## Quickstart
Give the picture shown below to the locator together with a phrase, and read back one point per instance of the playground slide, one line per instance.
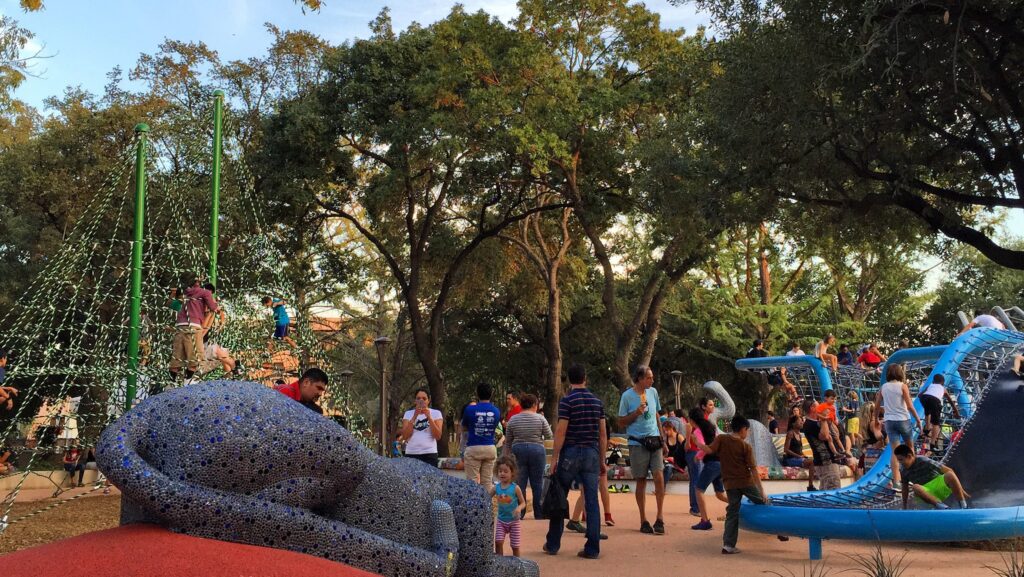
(986, 457)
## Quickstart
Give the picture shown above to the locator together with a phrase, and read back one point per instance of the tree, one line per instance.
(869, 107)
(971, 283)
(424, 115)
(619, 143)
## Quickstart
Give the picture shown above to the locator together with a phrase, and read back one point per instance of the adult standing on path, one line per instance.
(581, 442)
(421, 427)
(480, 421)
(513, 406)
(524, 437)
(897, 408)
(638, 409)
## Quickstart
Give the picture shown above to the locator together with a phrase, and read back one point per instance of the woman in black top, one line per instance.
(794, 443)
(677, 450)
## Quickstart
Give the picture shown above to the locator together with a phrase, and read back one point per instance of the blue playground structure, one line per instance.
(987, 453)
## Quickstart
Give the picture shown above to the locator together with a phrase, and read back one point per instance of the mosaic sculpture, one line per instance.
(760, 439)
(241, 462)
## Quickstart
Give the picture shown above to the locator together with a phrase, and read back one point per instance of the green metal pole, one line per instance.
(135, 302)
(218, 113)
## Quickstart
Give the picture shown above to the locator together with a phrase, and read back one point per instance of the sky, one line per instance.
(85, 39)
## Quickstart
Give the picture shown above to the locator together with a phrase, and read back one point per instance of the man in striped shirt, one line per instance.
(581, 442)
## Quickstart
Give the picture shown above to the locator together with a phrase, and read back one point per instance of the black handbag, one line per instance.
(649, 443)
(554, 501)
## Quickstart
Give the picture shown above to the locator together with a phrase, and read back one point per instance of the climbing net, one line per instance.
(985, 359)
(68, 335)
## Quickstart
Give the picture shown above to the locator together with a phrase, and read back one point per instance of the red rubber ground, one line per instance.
(145, 550)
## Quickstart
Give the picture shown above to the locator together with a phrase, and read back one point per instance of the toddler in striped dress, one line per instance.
(511, 503)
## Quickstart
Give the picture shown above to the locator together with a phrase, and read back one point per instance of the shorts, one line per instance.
(510, 528)
(828, 476)
(899, 429)
(711, 475)
(642, 460)
(793, 461)
(853, 425)
(933, 409)
(938, 488)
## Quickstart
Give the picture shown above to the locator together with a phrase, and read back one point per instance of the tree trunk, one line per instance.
(553, 349)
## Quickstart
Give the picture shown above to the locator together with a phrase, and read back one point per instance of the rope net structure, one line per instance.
(984, 360)
(68, 335)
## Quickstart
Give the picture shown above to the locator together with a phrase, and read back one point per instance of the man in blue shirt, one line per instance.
(479, 421)
(638, 409)
(581, 443)
(282, 322)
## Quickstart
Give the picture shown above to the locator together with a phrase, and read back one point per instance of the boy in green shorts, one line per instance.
(931, 482)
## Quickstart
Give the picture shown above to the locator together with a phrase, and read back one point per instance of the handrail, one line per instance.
(824, 378)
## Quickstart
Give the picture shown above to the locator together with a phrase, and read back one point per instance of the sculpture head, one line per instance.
(726, 409)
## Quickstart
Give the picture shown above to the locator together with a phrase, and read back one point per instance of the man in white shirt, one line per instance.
(982, 319)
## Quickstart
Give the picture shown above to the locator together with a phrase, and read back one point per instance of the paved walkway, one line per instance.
(680, 550)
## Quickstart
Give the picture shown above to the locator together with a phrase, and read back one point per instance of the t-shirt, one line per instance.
(922, 471)
(198, 302)
(526, 428)
(585, 413)
(513, 412)
(645, 424)
(892, 402)
(737, 460)
(422, 442)
(988, 321)
(870, 359)
(826, 412)
(936, 389)
(812, 430)
(480, 420)
(292, 392)
(280, 313)
(508, 501)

::::::::::

Task details:
Leaving all pictures aside, quote each record exactly.

Exercise output:
## Quickstart
Give the picture shown below to the locator together with a phrase, and read back one point per instance of the playground slide, one line per instance.
(986, 457)
## Quickstart
Give the picture shown above to the locator together with a phrase, and read back one point per instance of the tree, one line per instance.
(869, 107)
(971, 283)
(424, 115)
(619, 143)
## Quickstart
Give the picture shown above to the locator together with a phrase, and read back one point per instance of the adult standing on path, one line per instance.
(581, 442)
(421, 427)
(480, 421)
(513, 406)
(524, 437)
(897, 408)
(638, 409)
## Quickstart
Give the picture shown above to the locator together with a phrase, and read back one point per instance of the woman in black top, one line per instance.
(794, 443)
(677, 450)
## Quickstart
Give the picture shown above to the locator together with a phrase, and read back one point per instance of the blue playground structure, one line per instance.
(987, 453)
## Quickstart
Give the picture shown above to the locator together with a phrase, and read back one point per instance of the mosaic sculpture, one line per instance.
(760, 439)
(241, 462)
## Quickstart
Give the picture shown above to the locator together with a phrase, and read back one point per instance of the green metal pole, one line per instance.
(135, 302)
(218, 113)
## Quickstart
Give the picture shown above to the locator together with a phrase, and read back one point per instance of the sky, one line per instance.
(85, 39)
## Quickstart
Give the picture shown above to the locator together with a phrase, and read back one point per instance of the man in striped shirt, one line per instance.
(581, 442)
## Quickstart
Give the picture shown above to the locator together with a phrase, and read back one point per instance of the black handbag, one line per instance.
(649, 443)
(554, 501)
## Quickstart
Give the picture shown above to the locator together with a phrase, and read back one point per instance of the climbing net, one line per instance.
(985, 359)
(68, 335)
## Quickstart
Give the picture shown above to the locator together with a phrase, and read back one point per instance of the red rubber ground, one line per instance.
(145, 550)
## Quickstart
Give the picture shown above to the locator together with a phrase, and read back one point per instance of the toddler in striped dress, one line per instance.
(511, 503)
## Quickstart
Give the picture shown above to the locator together with a phrase, and read back one point per instance of the shorts, one line per instance.
(510, 528)
(828, 476)
(899, 429)
(711, 475)
(642, 460)
(793, 461)
(853, 425)
(933, 409)
(938, 488)
## Quickstart
Give the picture shown above to the locator together with a phrase, and read back one point per instance of the tree trunk, one line per instance.
(553, 349)
## Quickstart
Give the picture shown above to the locator together with a phrase, and read back one point per instance of the rope net structure, one line per instance.
(984, 360)
(68, 335)
## Quickstart
Give the picture shown above to the locator together with a phrase, and read back one point per instance of the man in blue shirt, one line per instance.
(479, 421)
(638, 409)
(581, 443)
(282, 322)
## Quickstart
Give the picture shown above to the locator together with a phrase, and read back one point per instance of the boy in green shorts, one line per instance.
(931, 482)
## Quickstart
Give the picture shown above to the locator together with a phrase, and read back one point per instance of the handrail, one line per instance.
(824, 378)
## Quickstart
Give the picture shown above to the locator together with a phrase, and read back one point per instance of the sculpture head, one line per instance.
(726, 409)
## Quickstart
Give the picture shown above to the locator together with a phrase, and read back one point per instance of the man in white shirt, one line per instance.
(982, 319)
## Quickstart
Give the picture shown above to the locator together with a phrase, and read back one point per instance of the paved walkway, one line per instance.
(680, 550)
## Quickstart
Give the picture shown above to the locator together with a phrase, and read back one point per instance of the t-shirt, one line per instance.
(922, 471)
(198, 302)
(526, 428)
(585, 413)
(513, 412)
(645, 424)
(892, 402)
(737, 460)
(422, 442)
(988, 321)
(870, 359)
(826, 412)
(936, 389)
(812, 430)
(480, 420)
(292, 392)
(280, 313)
(508, 501)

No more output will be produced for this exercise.